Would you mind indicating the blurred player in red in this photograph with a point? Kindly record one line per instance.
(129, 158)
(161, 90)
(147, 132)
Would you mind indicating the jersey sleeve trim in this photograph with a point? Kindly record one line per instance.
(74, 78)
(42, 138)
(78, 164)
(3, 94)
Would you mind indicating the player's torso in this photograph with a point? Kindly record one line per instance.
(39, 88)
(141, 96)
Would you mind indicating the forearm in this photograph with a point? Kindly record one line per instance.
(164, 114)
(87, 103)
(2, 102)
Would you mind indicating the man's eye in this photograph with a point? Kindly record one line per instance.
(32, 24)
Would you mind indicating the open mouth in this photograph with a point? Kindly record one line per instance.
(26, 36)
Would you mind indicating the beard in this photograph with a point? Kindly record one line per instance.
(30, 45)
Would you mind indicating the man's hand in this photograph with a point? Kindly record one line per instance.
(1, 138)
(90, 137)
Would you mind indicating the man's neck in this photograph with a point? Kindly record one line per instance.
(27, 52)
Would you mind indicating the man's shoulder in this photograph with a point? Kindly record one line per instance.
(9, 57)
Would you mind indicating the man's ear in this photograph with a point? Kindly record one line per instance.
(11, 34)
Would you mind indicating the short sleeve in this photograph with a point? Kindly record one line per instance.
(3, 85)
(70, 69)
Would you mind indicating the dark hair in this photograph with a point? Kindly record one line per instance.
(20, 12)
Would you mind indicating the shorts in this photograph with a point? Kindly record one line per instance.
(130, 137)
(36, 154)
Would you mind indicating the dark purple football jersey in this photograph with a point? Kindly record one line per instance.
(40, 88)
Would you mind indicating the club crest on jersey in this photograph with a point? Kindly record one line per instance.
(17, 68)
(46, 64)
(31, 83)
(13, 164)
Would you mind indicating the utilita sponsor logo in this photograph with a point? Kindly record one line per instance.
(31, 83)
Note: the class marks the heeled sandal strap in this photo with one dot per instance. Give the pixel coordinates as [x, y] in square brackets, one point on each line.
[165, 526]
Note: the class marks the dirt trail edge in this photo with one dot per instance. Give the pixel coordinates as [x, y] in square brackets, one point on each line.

◆ ◆ ◆ ◆ ◆

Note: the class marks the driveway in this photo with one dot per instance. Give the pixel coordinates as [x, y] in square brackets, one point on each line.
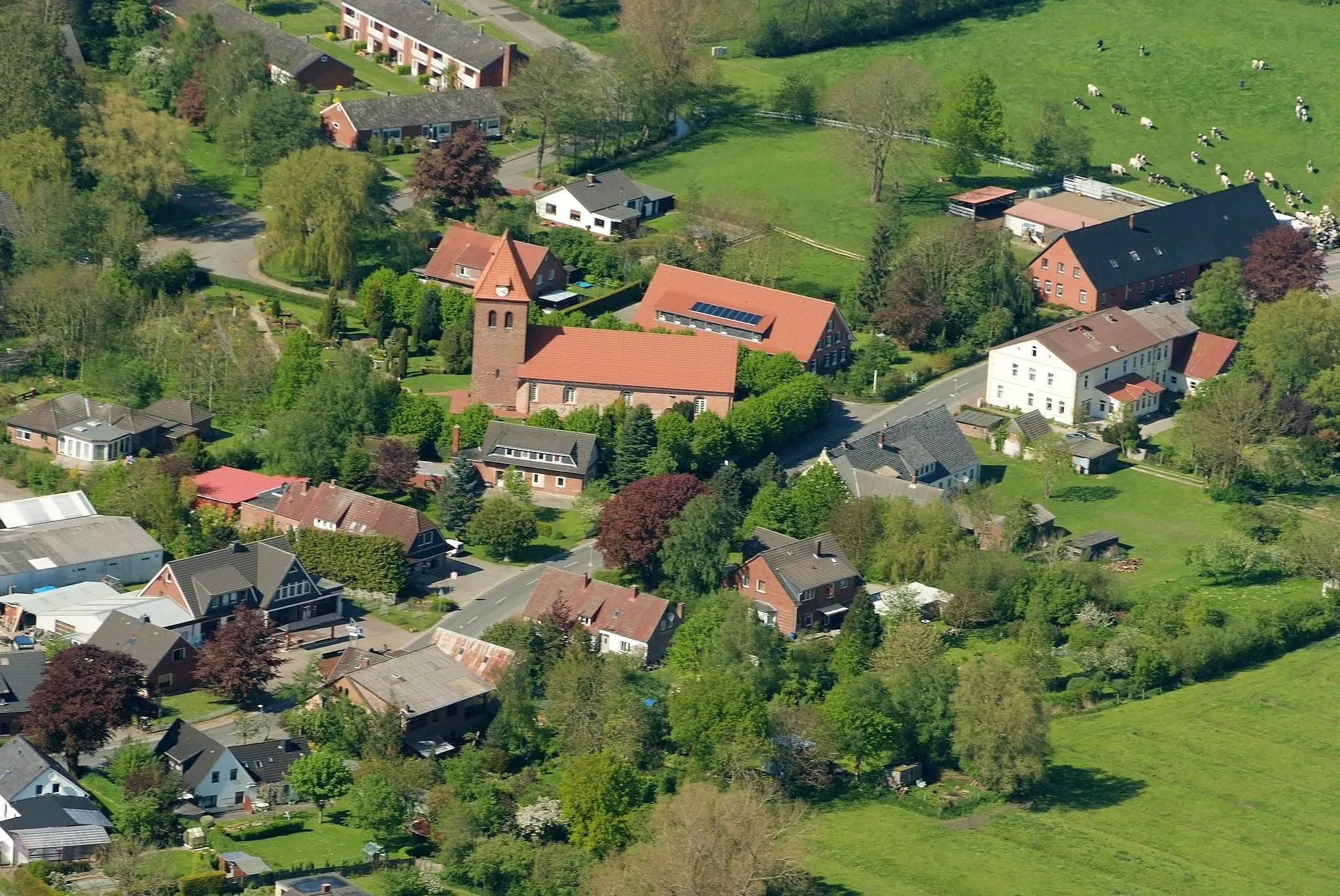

◆ ◆ ◆ ◆ ◆

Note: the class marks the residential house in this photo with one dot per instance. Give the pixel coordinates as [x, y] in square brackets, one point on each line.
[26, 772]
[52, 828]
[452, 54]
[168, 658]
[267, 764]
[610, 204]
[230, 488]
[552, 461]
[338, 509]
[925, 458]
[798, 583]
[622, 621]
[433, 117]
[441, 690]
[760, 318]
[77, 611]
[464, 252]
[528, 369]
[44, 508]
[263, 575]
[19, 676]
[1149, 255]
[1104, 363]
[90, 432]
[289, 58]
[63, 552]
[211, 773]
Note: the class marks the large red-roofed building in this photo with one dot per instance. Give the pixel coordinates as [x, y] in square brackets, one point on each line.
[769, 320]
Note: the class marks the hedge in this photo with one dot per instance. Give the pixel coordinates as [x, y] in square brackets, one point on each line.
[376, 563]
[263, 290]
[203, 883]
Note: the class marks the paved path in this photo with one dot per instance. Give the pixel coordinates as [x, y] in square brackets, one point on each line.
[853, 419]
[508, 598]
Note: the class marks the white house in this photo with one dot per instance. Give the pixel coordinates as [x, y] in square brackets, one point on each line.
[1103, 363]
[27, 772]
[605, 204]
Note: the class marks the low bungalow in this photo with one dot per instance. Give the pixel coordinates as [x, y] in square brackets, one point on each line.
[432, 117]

◆ ◆ ◆ ◆ ◆

## TASK ITEM:
Looking at the data above, return every line from the one with "Would you mind indicating the shorts" down to the one with "Note: the class marks the dirt", exactly and inclusively.

## SOLUTION TO THE PROBLEM:
Would you mind indicating the shorts in this photograph with a point? Kindly record one line per instance.
(130, 137)
(36, 154)
Would you mind indicating the dark purple football jersey in this photograph with a point? Kindly record one line per instance.
(40, 88)
Would you mind indicating the club crest on jersey in this photograph with a point? Kindly record one line per instance.
(17, 68)
(46, 64)
(31, 83)
(13, 164)
Would you mind indicating the utilita sponsor logo in this photograph with a point? Kindly record one line per instance.
(31, 83)
Note: the class marks the heeled sandal strap in this photo with one dot per instance. Give the pixel coordinates as [x, y] in square brackets, one point on each line.
[165, 526]
Note: the class marks the dirt trail edge in this photo with one dot per instance. Give the pixel coordinates as [x, y] in square brackets, one point on each line.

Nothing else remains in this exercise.